▸ MATERIAL SHOWN:
··········

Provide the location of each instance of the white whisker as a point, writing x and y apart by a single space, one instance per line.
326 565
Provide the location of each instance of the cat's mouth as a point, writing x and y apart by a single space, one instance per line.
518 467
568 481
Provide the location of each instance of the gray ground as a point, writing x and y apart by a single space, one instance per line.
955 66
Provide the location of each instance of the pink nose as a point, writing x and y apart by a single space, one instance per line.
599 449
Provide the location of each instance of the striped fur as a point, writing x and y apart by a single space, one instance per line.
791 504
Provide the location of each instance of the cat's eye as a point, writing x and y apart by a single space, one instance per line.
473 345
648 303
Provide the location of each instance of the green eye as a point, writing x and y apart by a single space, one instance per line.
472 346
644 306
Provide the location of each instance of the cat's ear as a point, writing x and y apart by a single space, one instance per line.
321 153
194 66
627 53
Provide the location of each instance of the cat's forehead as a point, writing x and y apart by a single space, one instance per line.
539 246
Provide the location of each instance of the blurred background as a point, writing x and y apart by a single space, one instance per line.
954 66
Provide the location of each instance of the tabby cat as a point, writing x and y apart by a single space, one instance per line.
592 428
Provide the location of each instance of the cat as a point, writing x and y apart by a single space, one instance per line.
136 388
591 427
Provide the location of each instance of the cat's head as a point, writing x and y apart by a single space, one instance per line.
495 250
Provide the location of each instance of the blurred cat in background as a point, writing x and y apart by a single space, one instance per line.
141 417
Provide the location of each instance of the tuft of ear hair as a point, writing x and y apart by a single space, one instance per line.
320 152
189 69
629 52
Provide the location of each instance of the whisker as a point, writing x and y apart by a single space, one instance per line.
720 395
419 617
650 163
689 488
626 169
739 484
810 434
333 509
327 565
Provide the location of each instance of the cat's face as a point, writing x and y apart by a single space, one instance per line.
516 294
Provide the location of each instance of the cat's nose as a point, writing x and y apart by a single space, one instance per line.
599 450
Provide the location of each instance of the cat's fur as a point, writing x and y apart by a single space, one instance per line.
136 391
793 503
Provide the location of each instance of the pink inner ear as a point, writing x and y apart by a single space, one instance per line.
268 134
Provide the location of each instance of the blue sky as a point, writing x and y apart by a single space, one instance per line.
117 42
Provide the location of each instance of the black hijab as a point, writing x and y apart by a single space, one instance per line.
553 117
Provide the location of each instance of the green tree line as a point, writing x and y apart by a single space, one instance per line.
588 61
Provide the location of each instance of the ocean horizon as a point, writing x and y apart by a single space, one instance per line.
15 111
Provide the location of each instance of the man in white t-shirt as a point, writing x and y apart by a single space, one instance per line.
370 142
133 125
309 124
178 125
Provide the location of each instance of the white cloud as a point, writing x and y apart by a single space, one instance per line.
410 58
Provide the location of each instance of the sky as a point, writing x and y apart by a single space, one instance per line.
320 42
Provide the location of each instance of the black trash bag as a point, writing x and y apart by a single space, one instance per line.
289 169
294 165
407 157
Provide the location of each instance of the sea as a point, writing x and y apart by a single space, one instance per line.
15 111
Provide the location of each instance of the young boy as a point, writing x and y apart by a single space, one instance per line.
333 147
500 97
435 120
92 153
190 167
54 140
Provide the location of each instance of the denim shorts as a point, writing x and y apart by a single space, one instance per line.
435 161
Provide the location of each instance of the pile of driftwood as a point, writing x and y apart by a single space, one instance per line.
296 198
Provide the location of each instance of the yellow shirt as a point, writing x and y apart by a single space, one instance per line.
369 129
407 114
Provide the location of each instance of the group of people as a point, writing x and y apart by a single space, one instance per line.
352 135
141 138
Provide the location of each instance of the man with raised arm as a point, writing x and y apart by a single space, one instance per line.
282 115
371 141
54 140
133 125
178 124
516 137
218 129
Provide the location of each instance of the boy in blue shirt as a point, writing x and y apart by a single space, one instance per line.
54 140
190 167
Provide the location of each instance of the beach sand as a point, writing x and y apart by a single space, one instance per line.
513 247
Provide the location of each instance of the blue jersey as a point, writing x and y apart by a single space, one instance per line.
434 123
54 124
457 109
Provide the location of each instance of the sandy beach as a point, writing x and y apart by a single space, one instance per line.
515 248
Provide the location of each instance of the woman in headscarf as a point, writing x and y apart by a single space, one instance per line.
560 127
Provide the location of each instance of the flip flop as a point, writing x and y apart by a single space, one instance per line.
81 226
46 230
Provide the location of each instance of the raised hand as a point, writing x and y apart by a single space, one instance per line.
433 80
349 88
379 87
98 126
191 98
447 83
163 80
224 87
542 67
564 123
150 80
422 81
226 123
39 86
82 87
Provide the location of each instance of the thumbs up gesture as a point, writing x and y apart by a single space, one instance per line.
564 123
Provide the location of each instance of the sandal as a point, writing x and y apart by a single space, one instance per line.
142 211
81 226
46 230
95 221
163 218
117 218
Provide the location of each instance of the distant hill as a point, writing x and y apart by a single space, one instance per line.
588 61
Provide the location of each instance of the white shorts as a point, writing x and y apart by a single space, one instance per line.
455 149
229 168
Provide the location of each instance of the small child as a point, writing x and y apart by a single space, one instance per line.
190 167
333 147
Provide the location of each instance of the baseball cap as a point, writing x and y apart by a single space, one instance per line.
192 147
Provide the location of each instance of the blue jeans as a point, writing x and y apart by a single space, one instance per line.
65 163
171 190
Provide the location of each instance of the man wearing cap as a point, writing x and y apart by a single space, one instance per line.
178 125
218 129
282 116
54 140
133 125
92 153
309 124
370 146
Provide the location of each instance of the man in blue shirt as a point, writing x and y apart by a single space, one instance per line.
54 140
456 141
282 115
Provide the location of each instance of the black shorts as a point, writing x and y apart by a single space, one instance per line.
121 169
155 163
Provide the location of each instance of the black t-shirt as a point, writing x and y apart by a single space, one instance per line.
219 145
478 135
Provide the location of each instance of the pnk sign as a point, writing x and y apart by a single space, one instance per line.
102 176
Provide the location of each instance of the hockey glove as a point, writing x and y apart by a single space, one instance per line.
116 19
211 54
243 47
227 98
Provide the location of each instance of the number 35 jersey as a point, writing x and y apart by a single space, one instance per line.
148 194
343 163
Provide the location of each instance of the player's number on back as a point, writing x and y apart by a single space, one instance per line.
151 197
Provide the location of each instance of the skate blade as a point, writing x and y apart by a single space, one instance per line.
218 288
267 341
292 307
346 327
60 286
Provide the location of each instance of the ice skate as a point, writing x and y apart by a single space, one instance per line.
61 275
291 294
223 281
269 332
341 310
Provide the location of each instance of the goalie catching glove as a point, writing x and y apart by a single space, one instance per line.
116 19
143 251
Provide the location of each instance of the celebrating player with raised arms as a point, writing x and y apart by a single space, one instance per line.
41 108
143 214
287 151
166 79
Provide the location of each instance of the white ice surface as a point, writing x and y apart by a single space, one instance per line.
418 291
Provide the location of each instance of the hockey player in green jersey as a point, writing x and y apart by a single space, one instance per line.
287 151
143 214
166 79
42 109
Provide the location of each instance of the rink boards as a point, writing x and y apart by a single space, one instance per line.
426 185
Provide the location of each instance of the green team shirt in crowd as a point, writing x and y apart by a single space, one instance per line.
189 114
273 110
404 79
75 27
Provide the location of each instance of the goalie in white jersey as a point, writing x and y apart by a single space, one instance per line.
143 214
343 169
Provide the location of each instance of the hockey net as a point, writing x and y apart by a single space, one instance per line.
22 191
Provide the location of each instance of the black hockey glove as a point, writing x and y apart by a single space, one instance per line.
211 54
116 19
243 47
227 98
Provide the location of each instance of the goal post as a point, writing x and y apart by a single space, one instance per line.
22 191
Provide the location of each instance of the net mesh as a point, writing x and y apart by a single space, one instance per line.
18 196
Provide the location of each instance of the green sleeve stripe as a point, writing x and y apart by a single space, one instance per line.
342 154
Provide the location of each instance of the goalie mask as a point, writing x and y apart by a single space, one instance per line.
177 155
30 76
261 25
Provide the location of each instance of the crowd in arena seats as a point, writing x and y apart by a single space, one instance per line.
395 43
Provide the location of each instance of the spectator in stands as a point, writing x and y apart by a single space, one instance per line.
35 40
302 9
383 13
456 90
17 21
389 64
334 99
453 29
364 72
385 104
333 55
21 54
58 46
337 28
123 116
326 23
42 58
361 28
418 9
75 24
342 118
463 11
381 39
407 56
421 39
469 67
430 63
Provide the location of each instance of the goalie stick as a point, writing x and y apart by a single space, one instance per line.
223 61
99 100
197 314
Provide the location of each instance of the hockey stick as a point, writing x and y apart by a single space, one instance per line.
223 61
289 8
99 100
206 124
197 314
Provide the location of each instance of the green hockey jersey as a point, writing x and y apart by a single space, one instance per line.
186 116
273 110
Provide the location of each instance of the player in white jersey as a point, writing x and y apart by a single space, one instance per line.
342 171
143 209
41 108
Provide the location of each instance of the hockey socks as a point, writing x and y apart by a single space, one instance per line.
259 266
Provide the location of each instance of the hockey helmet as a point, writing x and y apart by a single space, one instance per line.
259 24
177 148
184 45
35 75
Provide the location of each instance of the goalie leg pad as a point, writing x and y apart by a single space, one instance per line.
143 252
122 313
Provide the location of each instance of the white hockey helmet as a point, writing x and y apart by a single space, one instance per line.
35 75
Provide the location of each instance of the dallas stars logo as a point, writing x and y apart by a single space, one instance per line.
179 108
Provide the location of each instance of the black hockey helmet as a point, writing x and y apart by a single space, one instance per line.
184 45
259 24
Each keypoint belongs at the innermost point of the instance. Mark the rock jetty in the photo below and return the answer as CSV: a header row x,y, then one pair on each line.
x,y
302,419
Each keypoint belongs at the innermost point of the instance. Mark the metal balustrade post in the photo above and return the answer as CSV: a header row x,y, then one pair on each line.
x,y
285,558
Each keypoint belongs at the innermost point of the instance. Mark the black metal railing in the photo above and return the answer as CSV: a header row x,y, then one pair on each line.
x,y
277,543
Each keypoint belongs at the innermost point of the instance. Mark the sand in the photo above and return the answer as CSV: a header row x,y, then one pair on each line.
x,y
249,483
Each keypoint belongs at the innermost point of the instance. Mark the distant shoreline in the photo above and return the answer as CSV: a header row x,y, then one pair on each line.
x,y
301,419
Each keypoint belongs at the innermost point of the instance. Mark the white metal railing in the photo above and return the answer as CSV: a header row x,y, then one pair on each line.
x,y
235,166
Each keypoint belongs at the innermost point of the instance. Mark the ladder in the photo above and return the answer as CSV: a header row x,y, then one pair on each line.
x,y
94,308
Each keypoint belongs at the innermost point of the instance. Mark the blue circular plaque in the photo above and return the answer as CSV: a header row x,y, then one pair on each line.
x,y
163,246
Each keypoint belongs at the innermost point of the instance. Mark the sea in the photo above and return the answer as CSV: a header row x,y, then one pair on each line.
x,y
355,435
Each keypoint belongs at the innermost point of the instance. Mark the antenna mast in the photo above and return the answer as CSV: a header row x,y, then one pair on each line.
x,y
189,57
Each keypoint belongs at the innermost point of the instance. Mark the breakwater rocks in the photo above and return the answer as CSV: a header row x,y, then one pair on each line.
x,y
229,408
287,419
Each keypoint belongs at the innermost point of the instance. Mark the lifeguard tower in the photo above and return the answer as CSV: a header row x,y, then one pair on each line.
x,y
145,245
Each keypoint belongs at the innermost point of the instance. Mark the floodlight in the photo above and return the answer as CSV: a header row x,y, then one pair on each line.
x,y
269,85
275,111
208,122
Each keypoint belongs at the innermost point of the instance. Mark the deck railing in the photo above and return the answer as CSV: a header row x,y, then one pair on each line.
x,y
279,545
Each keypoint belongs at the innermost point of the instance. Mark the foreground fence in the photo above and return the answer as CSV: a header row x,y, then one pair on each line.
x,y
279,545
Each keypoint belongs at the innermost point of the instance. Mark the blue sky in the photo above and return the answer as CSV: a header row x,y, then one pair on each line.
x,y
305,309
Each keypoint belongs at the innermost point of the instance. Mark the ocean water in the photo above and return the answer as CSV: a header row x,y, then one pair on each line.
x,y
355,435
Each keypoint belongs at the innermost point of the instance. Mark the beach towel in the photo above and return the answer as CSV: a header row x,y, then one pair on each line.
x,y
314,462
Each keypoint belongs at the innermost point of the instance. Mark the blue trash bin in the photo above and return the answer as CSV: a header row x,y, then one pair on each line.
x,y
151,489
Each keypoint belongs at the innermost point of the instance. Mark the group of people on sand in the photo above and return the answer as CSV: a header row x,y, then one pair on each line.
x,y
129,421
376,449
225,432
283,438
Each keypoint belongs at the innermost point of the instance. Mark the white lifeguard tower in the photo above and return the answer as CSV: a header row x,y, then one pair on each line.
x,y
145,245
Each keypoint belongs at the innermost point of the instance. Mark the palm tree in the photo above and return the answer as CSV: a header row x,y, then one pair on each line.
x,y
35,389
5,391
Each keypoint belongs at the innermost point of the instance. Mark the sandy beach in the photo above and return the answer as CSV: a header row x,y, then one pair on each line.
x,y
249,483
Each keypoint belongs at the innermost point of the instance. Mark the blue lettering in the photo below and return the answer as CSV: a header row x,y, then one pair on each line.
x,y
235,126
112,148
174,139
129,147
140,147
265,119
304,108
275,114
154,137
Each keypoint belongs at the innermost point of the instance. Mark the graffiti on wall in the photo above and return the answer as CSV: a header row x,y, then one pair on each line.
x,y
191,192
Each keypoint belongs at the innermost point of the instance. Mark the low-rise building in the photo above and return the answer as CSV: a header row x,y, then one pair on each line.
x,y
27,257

··········

▸ DIRECTIONS:
Start printing at the line with "Mark the low-rise" and stop after the final line of the listing above, keeping every line exact.

▸ ANSWER BOX:
Each keypoint belongs at the innermost point of the instance. Mark the low-rise building in the photo above and return the answer as CSV: a header row x,y, then one pair on each line.
x,y
27,257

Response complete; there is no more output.